取り組む問題 =>
1. 筑波山の登山記事によると、江戸の鬼門の方角にあたる筑波山は何の庇護を受けたとされていますか。
2. 筑波山の登山記事のうち、「筑波山に登る ― 2018年03月01日」から始まり「習合の見本みたいな場所です。」で終わる部分を、「ベランダ」を「バルコニー」に置き換えて書き直してください。

文書の抜粋 =>
========================
筑波山に登る ― 2018年03月01日 19:25
特に空気の澄んだ日には自宅のベランダからも東南の地平線にじつにきれいに視界に入る筑波山。青く澄んで、はっきり見える2つのとがった峰が印象的です。高い建物のなかった江戸時代にはどこからもよくみえたようで、廣重の風景画をはじめ多くの浮世絵に描かれています。富士山と並ぶ強力なランドマークだったようです。標高の一番低い百名山でということでも有名です。
じつは、こんなに身近な山なのに登ったことがありません。近くに行くことはけっこうあったのですが、登山に関心のない時にはどんな山であれ「登ろう」という意欲はでないもののようです。そんな筑波山におなじみの地元の山の会で行ってきました。
登山の模様はこの「山遊会」のブログで見てもらいたいですが、朝、筑波山神社駐車場に着いて、まず筑波山神社拝殿にお参りしました。神社なのに実に壮麗な山門があります。江戸の鬼門の方角にあたる筑波山は徳川幕府の庇護を受け、さらにそれ以前からの修験道の場としての長い歴史がありますから神仏習合の見本みたいな場所です。
========================
提供された情報 =>
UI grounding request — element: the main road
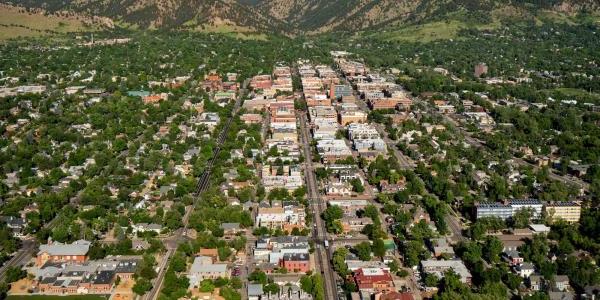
========================
この演習の解答 =>
1. 徳川幕府の庇護です。

2.
筑波山に登る ― 2018年03月01日 19:25
特に空気の澄んだ日には自宅のバルコニーからも東南の地平線にじつにきれいに視界に入る筑波山。青く澄んで、はっきり見える2つのとがった峰が印象的です。高い建物のなかった江戸時代にはどこからもよくみえたようで、廣重の風景画をはじめ多くの浮世絵に描かれています。富士山と並ぶ強力なランドマークだったようです。標高の一番低い百名山でということでも有名です。
じつは、こんなに身近な山なのに登ったことがありません。近くに行くことはけっこうあったのですが、登山に関心のない時にはどんな山であれ「登ろう」という意欲はでないもののようです。そんな筑波山におなじみの地元の山の会で行ってきました。
登山の模様はこの「山遊会」のブログで見てもらいたいですが、朝、筑波山神社駐車場に着いて、まず筑波山神社拝殿にお参りしました。神社なのに実に壮麗な山門があります。江戸の鬼門の方角にあたる筑波山は徳川幕府の庇護を受け、さらにそれ以前からの修験道の場としての長い歴史がありますから神仏習合の見本みたいな場所です。